TASK BRIEF —
Write out the data in full, exactly as shown.

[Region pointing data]
☆ ☆ ☆ ☆
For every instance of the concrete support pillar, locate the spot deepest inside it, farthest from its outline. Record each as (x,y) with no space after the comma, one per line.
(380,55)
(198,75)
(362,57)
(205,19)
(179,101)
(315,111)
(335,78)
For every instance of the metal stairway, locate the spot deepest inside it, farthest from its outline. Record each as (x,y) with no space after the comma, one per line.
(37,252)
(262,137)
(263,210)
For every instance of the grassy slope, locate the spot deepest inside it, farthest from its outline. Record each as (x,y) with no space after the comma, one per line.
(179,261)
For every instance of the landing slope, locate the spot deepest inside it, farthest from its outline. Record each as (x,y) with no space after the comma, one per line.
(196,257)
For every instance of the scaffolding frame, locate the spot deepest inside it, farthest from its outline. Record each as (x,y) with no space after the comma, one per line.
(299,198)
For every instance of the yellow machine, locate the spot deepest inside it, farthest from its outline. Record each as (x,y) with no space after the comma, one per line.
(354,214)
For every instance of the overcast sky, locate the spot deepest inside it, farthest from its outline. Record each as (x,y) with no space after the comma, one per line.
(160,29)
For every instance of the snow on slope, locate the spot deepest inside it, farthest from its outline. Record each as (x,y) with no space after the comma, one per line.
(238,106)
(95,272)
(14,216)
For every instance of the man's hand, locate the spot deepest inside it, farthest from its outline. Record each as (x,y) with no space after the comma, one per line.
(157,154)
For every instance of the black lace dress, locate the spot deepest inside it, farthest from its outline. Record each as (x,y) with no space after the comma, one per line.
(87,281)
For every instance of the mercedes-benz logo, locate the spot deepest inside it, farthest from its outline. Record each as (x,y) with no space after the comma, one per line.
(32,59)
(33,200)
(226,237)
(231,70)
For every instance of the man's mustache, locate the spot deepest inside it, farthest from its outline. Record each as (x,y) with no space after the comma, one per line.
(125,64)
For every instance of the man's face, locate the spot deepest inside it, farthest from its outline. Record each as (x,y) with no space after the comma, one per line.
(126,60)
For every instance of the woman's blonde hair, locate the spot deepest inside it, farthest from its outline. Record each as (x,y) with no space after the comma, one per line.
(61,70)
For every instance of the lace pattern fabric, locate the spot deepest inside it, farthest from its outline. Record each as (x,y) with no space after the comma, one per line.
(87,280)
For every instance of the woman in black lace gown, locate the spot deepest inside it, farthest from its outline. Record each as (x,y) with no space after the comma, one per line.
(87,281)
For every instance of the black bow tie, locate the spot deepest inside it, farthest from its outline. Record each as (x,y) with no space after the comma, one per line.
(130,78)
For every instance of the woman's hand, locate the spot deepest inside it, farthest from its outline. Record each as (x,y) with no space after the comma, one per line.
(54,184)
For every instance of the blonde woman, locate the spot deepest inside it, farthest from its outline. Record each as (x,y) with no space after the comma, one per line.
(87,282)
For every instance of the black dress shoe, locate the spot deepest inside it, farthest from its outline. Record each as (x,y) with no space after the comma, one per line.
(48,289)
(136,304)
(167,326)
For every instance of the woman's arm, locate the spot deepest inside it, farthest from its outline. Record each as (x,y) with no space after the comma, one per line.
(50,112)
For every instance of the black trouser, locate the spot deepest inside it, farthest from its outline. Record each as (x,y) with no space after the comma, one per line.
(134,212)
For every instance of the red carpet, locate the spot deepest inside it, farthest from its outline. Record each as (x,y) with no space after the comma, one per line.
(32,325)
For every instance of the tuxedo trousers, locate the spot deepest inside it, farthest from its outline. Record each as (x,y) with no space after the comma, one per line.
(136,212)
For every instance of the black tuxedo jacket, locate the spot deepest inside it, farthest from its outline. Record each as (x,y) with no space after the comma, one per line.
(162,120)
☆ ☆ ☆ ☆
ANSWER TO THIS PROBLEM —
For every instance of the concrete support pillar, locate the spot deepest inside it, farthest from its outline. Record each as (x,y) with no space after the comma, one per line.
(380,55)
(198,75)
(362,57)
(205,19)
(179,101)
(315,111)
(335,78)
For every instance of the metal stairway, locate the spot deepest inside it, farthest from its outline. Record each as (x,y) with no space after the comma, one per line.
(37,252)
(262,137)
(263,210)
For every instance of the grassy slope, locate the spot deepest inside it, farthest from its outline. Record each as (x,y) with no space after the comma, one per line.
(179,261)
For every instance of the landing slope, locate the spot deepest inside it, farthest from its outline. Record each as (x,y) with no space after the comma, one per line.
(196,257)
For every instance of the scaffolding frame, locate the spot deepest inside it, farthest from its outline. Record each as (x,y) with no space after the comma, one per line.
(299,198)
For every instance of the yellow machine, locate the spot deepest inside it, farthest from its outline. Record each as (x,y) with no space after the comma, one per line.
(354,214)
For every instance of the overcast sky, locate the spot deepest inside it, farthest from its outline. Record each as (x,y) with no space after the comma, one per line.
(160,29)
For every instance of the snow on slope, locate the spot deepest inside it, farthest from its outline. Record each as (x,y) with no space after the comma, one per line.
(238,106)
(95,272)
(14,216)
For every instance of the man's hand, locate the spot deepest inside it, farthest from its outline. Record each as (x,y) with no space after the comma, one per line.
(157,154)
For every instance of the black lace dress, locate the spot deepest inside it, farthest from its outline. Record each as (x,y) with no space after the comma, one per line.
(87,281)
For every instance of the mercedes-benz logo, locate the spot deepest inside it, farthest from its outline. Record each as (x,y) with no space after the comma, one per line.
(32,59)
(33,200)
(226,237)
(231,70)
For every instance of the man's mustache, locate the spot deepest inside it, farthest from its outline. Record each as (x,y) with no space after the comma, one per line.
(125,64)
For every instance of the man's face, locate the spot deepest inside it, farthest from its outline. Record each as (x,y) with no space after the comma, one per line.
(126,60)
For every instance of the woman's blonde hair, locate the spot deepest inside it, farthest from its outline. Record each as (x,y) with no space after the comma, one per line.
(61,70)
For every instance of the lace pattern fabric, locate the spot deepest inside it, farthest from its outline. Record each as (x,y) with no space after the comma, one per line.
(87,280)
For every instance of the woman in black lace gown, locate the spot deepest inside it, farthest from its outline. Record each as (x,y) with no space after the comma, one per line.
(87,281)
For every instance of the black bow tie, locate the spot deepest inside it, farthest from its outline. Record each as (x,y) with no space after the comma, one per line.
(130,78)
For every instance of the woman's hand, locate the spot deepest inside it, farthest from its outline. Record each as (x,y) with no space after the comma, one per line.
(54,184)
For every instance of the blonde woman, locate the spot deepest inside it, farthest from its outline. Record each as (x,y) with no space after the comma, one per line.
(87,282)
For every instance of the black dress shoe, locate the spot deepest inside it, farthest from its outline. Record each as (x,y) with no space after the comma, one per line.
(48,289)
(136,304)
(167,326)
For every instance of the woman's arm, locate the spot deepest inside it, farthest from its outline. Record each as (x,y) with no space after the comma, one per line.
(50,112)
For every instance of the black trouser, locate the spot deepest inside it, farthest from its outline. Record each as (x,y) with no space after the comma, one per line.
(134,212)
For every instance of the red carpet, locate the spot deepest inside it, farthest from its outline. Record each as (x,y) with no space after the comma, one per line.
(32,325)
For every instance of the tuxedo trousers, locate the spot deepest inside it, farthest from its outline. Record each as (x,y) with no space after the comma, one per line.
(136,212)
For every instance of the black tuxedo jacket, locate the spot deepest inside it, farthest from its outline. Record each as (x,y) with no space after the comma, one per line.
(162,120)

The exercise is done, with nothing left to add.